-- Required work --
Each line from the one containing "Outline every green" to the end of the entries is to be repeated exactly, and no other line.

-- Supplied information --
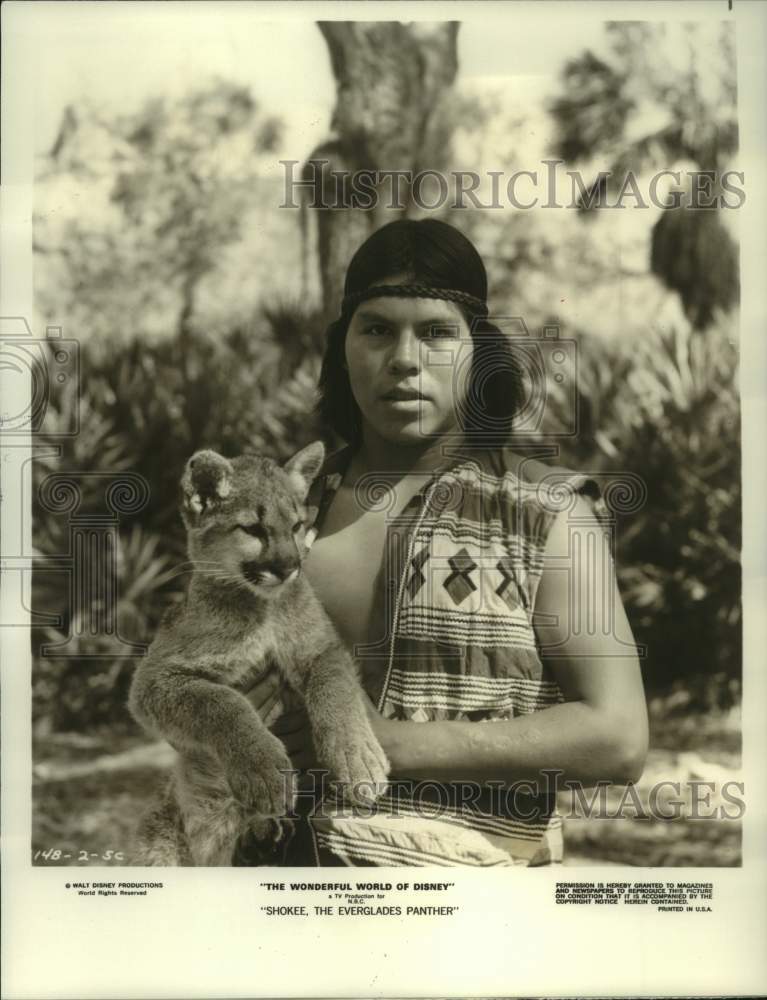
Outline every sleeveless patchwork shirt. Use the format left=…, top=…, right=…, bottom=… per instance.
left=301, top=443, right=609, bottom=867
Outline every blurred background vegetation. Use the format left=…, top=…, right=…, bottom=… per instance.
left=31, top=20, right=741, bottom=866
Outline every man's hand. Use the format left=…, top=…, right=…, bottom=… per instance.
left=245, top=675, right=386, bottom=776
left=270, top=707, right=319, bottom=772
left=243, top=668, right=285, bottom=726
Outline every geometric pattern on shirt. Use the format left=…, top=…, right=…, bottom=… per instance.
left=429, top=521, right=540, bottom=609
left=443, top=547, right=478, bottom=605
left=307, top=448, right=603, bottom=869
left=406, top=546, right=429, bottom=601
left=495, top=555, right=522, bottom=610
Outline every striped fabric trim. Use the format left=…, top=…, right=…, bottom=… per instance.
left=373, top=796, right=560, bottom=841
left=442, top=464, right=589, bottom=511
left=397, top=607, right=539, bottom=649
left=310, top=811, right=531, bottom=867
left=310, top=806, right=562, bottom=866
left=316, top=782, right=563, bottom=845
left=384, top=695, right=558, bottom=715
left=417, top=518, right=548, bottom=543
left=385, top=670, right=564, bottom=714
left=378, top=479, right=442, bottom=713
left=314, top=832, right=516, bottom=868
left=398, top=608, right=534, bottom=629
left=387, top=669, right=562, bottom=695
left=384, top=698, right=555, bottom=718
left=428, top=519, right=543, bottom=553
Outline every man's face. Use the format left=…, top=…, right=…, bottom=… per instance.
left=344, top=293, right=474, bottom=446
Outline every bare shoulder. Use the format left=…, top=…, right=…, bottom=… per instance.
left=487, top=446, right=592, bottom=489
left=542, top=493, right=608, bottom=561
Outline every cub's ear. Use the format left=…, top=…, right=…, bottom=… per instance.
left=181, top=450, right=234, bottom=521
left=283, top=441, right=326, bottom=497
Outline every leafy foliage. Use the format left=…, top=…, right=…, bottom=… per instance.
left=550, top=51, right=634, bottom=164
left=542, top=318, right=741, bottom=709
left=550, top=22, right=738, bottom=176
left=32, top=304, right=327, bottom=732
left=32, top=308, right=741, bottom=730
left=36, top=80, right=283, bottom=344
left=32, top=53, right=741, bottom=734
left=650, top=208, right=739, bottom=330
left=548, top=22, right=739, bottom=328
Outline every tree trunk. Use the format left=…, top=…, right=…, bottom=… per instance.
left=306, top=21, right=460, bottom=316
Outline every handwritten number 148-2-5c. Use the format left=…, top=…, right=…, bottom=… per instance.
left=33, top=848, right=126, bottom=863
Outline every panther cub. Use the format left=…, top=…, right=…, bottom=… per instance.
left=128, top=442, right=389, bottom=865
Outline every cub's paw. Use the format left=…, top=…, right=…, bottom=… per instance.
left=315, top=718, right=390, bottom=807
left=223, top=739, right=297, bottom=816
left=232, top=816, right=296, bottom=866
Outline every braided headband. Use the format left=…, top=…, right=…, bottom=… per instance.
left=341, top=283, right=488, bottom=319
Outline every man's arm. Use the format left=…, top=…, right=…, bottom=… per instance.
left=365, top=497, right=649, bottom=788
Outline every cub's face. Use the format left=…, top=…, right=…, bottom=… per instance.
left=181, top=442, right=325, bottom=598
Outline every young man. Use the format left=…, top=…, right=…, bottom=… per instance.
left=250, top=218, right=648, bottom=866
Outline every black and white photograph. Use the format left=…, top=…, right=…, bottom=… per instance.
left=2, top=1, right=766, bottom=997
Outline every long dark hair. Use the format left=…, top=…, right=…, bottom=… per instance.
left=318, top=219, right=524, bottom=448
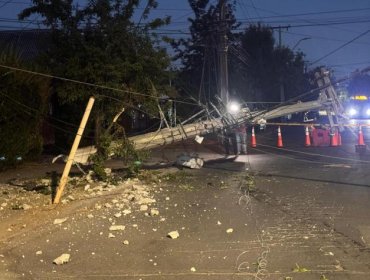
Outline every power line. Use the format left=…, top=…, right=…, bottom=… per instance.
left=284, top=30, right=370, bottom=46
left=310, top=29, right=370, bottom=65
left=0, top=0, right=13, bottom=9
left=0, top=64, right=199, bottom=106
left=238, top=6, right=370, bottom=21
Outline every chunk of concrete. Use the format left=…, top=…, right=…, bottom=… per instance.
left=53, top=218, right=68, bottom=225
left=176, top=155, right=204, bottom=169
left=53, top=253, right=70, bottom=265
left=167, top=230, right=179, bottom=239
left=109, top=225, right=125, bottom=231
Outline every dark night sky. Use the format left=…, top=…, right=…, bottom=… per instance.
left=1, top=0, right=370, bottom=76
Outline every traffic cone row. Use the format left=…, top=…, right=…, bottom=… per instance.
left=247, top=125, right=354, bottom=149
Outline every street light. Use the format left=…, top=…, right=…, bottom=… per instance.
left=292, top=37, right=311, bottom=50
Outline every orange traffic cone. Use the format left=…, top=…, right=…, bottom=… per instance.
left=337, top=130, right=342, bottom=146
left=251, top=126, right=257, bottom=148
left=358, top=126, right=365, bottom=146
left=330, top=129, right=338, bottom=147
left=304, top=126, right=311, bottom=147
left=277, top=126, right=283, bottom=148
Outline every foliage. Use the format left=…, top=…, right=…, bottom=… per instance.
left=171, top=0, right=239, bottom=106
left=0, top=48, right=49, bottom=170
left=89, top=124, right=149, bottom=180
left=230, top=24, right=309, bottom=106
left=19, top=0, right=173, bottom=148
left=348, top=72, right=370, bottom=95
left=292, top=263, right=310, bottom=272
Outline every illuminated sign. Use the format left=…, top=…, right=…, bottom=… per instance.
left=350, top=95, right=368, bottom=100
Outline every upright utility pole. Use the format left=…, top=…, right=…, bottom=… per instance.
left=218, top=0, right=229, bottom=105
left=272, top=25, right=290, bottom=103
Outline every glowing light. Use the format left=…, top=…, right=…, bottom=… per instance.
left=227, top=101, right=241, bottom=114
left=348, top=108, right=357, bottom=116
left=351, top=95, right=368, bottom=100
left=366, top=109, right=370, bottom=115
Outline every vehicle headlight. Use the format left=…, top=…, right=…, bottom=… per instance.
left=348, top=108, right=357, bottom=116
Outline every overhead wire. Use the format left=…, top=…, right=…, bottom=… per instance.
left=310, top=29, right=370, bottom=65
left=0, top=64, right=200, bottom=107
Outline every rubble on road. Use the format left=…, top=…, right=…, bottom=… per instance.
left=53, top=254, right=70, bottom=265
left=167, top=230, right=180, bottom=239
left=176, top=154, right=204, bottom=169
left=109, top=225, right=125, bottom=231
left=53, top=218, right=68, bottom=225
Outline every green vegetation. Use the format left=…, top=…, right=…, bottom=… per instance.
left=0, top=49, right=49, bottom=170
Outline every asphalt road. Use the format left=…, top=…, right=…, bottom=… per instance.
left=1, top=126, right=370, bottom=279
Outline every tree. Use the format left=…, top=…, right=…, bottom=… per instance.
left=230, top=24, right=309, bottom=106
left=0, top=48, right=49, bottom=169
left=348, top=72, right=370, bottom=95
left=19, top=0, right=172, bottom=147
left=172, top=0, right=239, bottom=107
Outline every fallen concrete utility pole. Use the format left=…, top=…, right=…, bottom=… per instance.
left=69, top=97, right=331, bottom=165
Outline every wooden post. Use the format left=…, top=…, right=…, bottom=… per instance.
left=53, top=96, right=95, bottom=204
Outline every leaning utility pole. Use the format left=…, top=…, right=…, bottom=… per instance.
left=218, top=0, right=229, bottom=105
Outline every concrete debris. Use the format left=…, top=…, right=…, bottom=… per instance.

-- Response to this exercise --
Outline every green vegetation. Use the format left=…, top=…, right=…, bottom=… per instance.
left=0, top=49, right=49, bottom=170
Outline every asphalt road. Use the format left=…, top=…, right=…, bottom=… per instance.
left=1, top=126, right=370, bottom=279
Outline every tree. Use the format left=…, top=…, right=…, bottom=… per instance.
left=230, top=24, right=309, bottom=106
left=0, top=48, right=49, bottom=169
left=348, top=72, right=370, bottom=95
left=19, top=0, right=172, bottom=147
left=172, top=0, right=239, bottom=107
Outline every fallen concrete utility pole. Use the format left=…, top=…, right=…, bottom=… per instance.
left=69, top=97, right=331, bottom=165
Outline every wooden post. Use the format left=…, top=…, right=…, bottom=… per instance.
left=53, top=96, right=95, bottom=204
Outline every leaning utility pole. Use the format left=…, top=…, right=…, bottom=… per instance.
left=218, top=0, right=229, bottom=105
Outline every concrete debris. Use the format left=…, top=…, right=…, bottom=… per instance.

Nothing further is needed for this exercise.